What is expected |
Counting the line with "find the vendor standing on platform" as the last one, copy out the lines of the data exactly from the first onward.

Top of Input data

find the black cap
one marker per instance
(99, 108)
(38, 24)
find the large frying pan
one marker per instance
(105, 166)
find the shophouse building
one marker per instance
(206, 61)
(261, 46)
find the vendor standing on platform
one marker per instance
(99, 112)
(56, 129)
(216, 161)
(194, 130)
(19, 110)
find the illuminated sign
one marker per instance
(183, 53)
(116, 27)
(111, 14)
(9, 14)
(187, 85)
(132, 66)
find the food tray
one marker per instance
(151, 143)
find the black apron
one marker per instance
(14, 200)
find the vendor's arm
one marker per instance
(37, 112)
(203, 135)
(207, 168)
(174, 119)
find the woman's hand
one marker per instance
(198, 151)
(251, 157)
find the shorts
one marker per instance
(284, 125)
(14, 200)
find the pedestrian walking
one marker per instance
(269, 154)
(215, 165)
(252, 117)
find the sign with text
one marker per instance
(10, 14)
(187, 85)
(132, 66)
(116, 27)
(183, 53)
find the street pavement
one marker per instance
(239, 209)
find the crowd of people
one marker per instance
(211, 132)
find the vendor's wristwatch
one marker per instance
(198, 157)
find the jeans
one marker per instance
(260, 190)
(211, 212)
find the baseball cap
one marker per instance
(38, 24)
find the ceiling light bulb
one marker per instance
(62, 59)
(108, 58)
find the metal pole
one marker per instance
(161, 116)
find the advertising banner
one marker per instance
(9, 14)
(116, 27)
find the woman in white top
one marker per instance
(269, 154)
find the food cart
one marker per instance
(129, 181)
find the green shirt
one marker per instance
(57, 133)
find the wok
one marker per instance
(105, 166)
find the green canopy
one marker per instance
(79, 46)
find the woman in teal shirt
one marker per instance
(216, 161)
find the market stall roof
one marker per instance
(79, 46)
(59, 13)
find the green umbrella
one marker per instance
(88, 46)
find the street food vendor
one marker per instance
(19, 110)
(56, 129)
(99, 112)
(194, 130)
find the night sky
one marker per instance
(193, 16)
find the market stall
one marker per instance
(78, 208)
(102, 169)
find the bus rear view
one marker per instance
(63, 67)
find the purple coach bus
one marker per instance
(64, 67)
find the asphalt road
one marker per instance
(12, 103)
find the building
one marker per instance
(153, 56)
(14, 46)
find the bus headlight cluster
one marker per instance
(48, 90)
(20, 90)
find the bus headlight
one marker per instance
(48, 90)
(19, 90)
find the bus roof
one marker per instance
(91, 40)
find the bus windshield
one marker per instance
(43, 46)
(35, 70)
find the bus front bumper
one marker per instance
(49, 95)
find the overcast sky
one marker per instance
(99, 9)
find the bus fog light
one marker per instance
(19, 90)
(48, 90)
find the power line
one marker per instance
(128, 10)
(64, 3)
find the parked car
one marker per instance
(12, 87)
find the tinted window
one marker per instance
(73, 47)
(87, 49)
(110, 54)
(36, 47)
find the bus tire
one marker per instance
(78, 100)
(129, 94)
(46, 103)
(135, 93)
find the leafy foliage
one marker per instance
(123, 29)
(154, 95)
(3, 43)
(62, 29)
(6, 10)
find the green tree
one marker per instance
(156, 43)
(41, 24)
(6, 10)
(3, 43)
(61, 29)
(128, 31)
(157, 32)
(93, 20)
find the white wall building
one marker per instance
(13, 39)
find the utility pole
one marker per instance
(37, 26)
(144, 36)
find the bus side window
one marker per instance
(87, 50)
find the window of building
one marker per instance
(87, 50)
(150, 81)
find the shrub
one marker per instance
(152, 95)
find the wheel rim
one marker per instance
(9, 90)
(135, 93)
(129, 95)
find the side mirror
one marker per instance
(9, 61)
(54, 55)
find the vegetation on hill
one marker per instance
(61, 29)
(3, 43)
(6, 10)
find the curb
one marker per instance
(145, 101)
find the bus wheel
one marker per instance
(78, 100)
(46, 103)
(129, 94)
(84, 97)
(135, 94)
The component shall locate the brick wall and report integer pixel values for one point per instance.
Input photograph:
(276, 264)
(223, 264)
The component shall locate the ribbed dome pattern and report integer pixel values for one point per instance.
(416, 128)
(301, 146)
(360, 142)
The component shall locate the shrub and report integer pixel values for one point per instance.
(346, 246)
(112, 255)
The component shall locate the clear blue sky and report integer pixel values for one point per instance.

Bottom of Input data

Written response |
find the black cap
one marker per instance
(99, 108)
(38, 24)
find the large frying pan
one marker per instance
(105, 166)
find the shophouse building
one marker per instance
(206, 61)
(261, 46)
find the vendor standing on platform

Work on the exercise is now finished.